■ Task to carry out:
Return every line of the items that contains the string "black".

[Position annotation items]
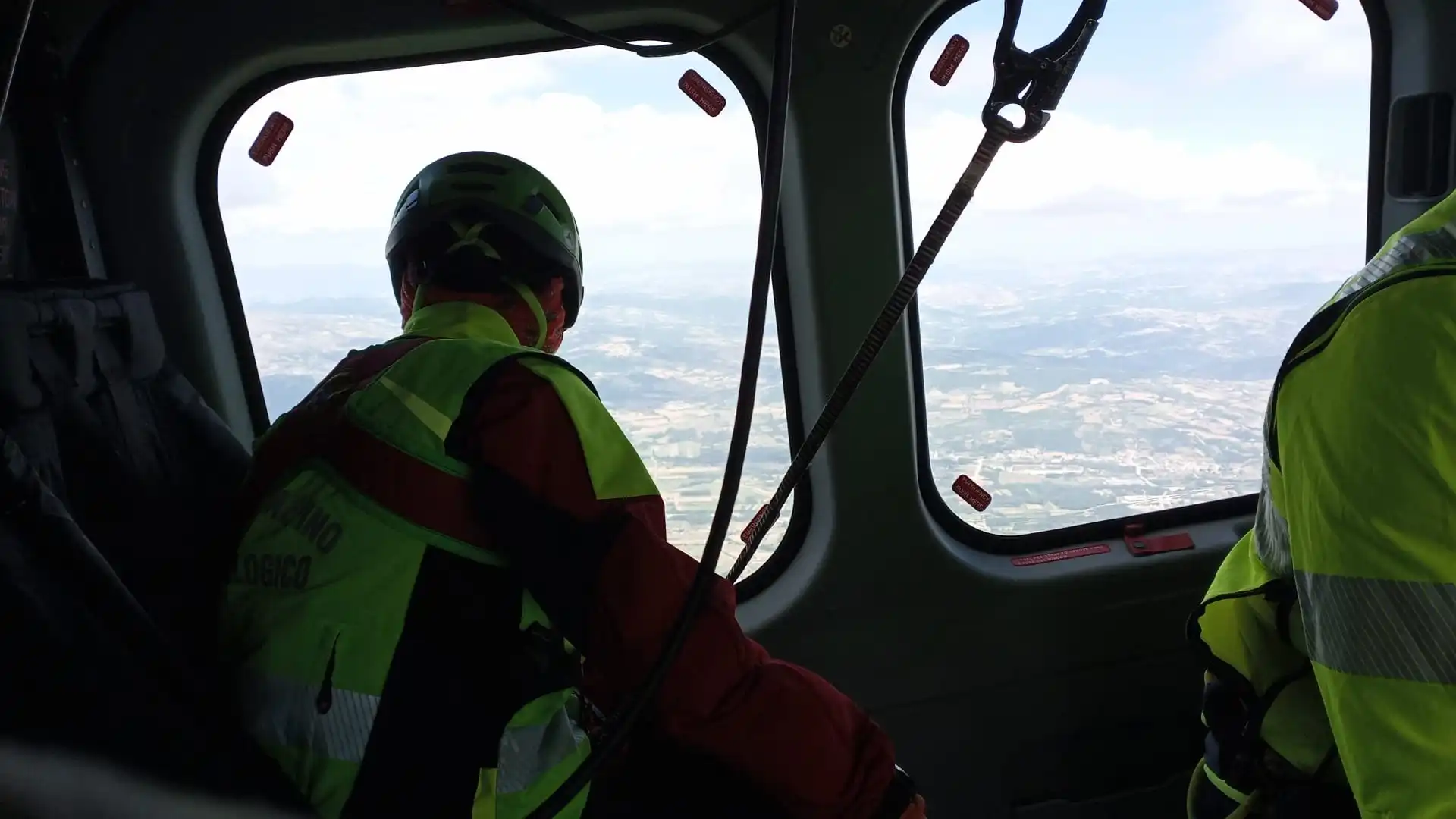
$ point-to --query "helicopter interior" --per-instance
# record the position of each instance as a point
(1031, 668)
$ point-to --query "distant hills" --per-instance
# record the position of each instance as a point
(1071, 394)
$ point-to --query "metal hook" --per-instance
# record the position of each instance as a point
(1036, 80)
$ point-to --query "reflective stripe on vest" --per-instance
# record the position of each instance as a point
(286, 713)
(1273, 607)
(319, 645)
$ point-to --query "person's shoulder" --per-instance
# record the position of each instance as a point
(1408, 324)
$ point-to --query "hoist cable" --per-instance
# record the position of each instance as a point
(15, 58)
(1033, 80)
(530, 11)
(774, 148)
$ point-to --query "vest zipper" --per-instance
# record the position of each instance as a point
(325, 698)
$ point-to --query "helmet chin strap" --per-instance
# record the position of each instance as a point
(529, 297)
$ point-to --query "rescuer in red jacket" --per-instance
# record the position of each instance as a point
(484, 246)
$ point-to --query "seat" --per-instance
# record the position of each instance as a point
(124, 442)
(85, 670)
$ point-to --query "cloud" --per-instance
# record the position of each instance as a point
(664, 191)
(1263, 36)
(359, 140)
(1076, 159)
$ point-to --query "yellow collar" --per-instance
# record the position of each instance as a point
(460, 319)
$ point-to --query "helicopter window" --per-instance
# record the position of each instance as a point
(667, 205)
(1100, 334)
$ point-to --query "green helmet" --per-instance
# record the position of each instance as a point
(526, 221)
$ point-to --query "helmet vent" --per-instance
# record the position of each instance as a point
(554, 212)
(473, 187)
(476, 168)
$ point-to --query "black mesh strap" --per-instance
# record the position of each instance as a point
(899, 796)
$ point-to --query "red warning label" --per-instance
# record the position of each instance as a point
(971, 493)
(949, 60)
(1062, 554)
(275, 131)
(705, 95)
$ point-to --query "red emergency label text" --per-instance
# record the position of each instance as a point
(971, 493)
(1062, 554)
(949, 60)
(275, 131)
(705, 95)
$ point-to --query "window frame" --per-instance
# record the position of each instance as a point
(1183, 516)
(737, 72)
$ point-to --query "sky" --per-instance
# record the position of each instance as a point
(1190, 127)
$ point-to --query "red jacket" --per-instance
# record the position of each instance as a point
(617, 589)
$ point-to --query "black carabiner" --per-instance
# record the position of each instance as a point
(1036, 80)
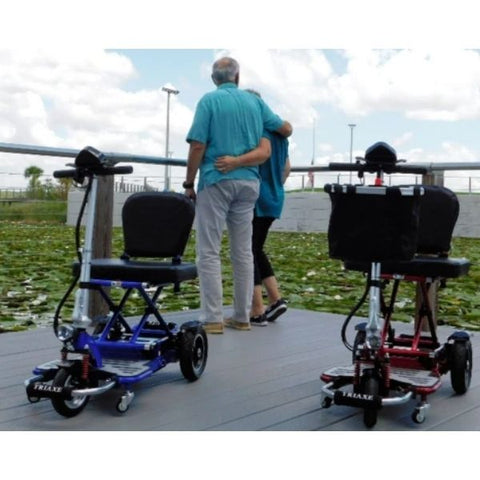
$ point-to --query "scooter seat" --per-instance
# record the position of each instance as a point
(140, 271)
(421, 266)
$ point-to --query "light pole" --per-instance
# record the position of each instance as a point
(167, 169)
(352, 126)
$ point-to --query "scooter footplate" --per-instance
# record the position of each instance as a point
(125, 368)
(416, 378)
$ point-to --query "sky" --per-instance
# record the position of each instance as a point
(422, 97)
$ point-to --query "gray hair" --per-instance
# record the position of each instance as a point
(225, 70)
(252, 91)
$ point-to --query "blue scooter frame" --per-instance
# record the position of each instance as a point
(110, 352)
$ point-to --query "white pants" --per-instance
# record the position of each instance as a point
(229, 202)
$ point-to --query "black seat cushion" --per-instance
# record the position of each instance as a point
(140, 271)
(421, 266)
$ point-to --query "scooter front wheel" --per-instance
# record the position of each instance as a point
(193, 354)
(68, 408)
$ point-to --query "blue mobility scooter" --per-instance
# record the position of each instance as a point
(394, 234)
(112, 350)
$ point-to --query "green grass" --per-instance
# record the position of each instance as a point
(36, 258)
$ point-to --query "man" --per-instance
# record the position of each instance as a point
(228, 121)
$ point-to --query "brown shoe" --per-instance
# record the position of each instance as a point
(213, 327)
(231, 323)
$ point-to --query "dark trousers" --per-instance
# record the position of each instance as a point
(262, 265)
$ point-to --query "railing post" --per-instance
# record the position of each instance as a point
(102, 236)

■ Solution to this task:
$ point-to --query "black mesh strap" --per-instance
$ point-to --query "black carabiner" --per-instance
$ point-to --query "black seat cushion" --per-instance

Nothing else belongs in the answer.